**EXTRACT PROVIDED:**
══════════

14. A method as claimed in claim 1 further comprising detecting an
image stimulus at a position in relation to which redirection
information is stored and redirecting the image capture device
according to the redirection information.
15. (canceled)
16. (canceled)
17. (canceled)
18. A method as claimed in claim 1 in which the redirection vector
comprises a randomly determined redirection vector.
19. A method as claimed in claim 1 in which the redirection
information comprises a predetermined redirection vector.
20. A method as claimed in claim 1 in which the redirection
information comprises a redirection vector and in which, where the
redirection vector moves the stimulus position to an intermediate
position, redirection information is stored at an image position
which would be rendered coincident with the reference location by
said redirection vector.
21. A method as claimed in claim 1 in which the redirection
information comprises a redirection vector and in which redirection
vectors are stored for image positions corresponding to multiple
intermediate positions as well as for image positions corresponding
to redirection vector combinations.

══════════

Saved data entries
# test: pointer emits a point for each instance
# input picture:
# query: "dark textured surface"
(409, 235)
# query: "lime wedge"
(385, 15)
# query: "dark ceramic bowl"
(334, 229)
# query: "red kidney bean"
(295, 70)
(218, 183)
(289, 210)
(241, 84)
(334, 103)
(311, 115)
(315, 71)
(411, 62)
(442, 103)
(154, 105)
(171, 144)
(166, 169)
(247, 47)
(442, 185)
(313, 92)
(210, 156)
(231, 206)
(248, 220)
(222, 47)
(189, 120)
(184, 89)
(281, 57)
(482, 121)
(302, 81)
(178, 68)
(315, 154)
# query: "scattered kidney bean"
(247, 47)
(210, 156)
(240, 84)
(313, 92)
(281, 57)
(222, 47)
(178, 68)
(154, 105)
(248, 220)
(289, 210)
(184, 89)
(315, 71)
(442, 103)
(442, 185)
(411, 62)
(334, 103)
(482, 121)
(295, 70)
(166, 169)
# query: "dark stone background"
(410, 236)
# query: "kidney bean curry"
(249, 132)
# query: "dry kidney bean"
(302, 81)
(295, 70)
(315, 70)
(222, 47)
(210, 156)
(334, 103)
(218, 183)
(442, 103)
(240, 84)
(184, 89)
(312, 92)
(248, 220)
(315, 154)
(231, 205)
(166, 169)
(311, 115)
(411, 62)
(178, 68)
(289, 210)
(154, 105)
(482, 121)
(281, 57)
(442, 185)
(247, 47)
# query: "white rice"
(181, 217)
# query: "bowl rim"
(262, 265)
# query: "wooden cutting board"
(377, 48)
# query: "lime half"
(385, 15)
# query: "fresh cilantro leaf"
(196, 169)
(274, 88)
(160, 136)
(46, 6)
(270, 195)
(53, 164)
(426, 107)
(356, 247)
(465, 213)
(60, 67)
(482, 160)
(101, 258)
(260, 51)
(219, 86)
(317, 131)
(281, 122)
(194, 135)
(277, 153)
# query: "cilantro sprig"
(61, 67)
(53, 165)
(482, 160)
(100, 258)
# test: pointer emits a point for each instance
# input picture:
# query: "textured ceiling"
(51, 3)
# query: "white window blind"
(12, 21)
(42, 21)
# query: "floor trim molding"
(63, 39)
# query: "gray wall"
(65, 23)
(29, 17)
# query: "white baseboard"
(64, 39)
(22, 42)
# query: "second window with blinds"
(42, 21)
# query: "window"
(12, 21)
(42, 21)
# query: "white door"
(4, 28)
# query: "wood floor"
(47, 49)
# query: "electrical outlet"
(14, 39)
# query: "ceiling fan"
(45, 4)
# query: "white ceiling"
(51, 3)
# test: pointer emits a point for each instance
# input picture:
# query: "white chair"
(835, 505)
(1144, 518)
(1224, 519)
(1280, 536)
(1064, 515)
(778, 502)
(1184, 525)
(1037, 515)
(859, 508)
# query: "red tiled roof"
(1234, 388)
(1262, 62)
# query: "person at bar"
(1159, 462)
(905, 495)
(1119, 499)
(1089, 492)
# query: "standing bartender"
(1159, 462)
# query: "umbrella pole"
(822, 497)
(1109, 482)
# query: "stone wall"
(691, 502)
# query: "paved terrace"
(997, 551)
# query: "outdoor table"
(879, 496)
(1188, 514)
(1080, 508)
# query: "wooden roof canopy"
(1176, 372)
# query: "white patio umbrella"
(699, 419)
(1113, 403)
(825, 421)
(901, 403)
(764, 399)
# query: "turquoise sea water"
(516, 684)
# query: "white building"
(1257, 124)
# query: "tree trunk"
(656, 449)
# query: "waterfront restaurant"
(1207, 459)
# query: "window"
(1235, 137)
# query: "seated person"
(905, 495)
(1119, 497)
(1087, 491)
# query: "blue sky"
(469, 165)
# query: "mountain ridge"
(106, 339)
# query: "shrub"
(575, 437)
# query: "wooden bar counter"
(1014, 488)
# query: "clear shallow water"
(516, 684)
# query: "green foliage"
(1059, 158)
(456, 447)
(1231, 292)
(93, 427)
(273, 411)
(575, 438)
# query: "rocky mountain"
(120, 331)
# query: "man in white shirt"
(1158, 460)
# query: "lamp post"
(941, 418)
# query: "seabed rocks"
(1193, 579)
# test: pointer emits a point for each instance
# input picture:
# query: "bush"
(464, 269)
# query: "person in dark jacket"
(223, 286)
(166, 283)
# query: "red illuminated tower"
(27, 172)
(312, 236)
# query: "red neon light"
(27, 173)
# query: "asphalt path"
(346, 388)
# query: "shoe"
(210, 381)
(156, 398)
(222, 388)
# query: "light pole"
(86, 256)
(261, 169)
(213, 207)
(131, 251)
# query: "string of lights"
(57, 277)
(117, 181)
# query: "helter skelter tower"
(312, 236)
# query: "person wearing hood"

══════════

**WRITTEN EXERCISE A:**
Return every line of the records that contains the string "bean", treating uppercase and lowercase as distinct.
**WRITTEN EXERCISE B:**
Pick up the patent claims on redirecting an image capture device immediately after their final sentence and continue them.

**FINAL RESULT A:**
# query: "red kidney bean"
# query: "scattered kidney bean"
# query: "kidney bean curry"
# query: "dry kidney bean"

**FINAL RESULT B:**
22. A method as claimed claim 10 in which, if a stimulus has a
plurality of neighbor positions then redirection information is
derived as a function of the redirection information from at least
two of said neighbor positions.
23. A method as claimed in claim 1 in which, if following said
redirection said stimulus falls outside an image capture region, a
further redirection is applied until the stimulus falls within the
image capture region.
24. (canceled)
25. (canceled)
26. A method of constructing a direction control map for an
automatically directable image capture device, comprising detecting
an image stimulus at a stimulus position in a captured image in
which, where redirection information is stored for at least some
positions in the image, the method comprises identifying a neighbor
position to the stimulus position for which redirection information
is stored and redirecting the image capture device according to
said redirection information.
27. A method as claimed in claim 26 in which, if a stimulus has a
plurality of neighbor positions then redirection information is
derived as a function of the redirection information from at least
two of said neighbor positions.
28. A method of constructing a direction control map for an
automatically detectable stimulus capture device comprising
detecting a stimulus at a stimulus position, redirecting the
capture device according to randomly determined redirection
information and storing said redirection information if, following
said redirection said stimulus coincides with a reference location
on, in which the redirection information is not known, prior to
said redirection, to cause the stimulus to coincide with the
reference location.
29. (canceled)
30. (canceled)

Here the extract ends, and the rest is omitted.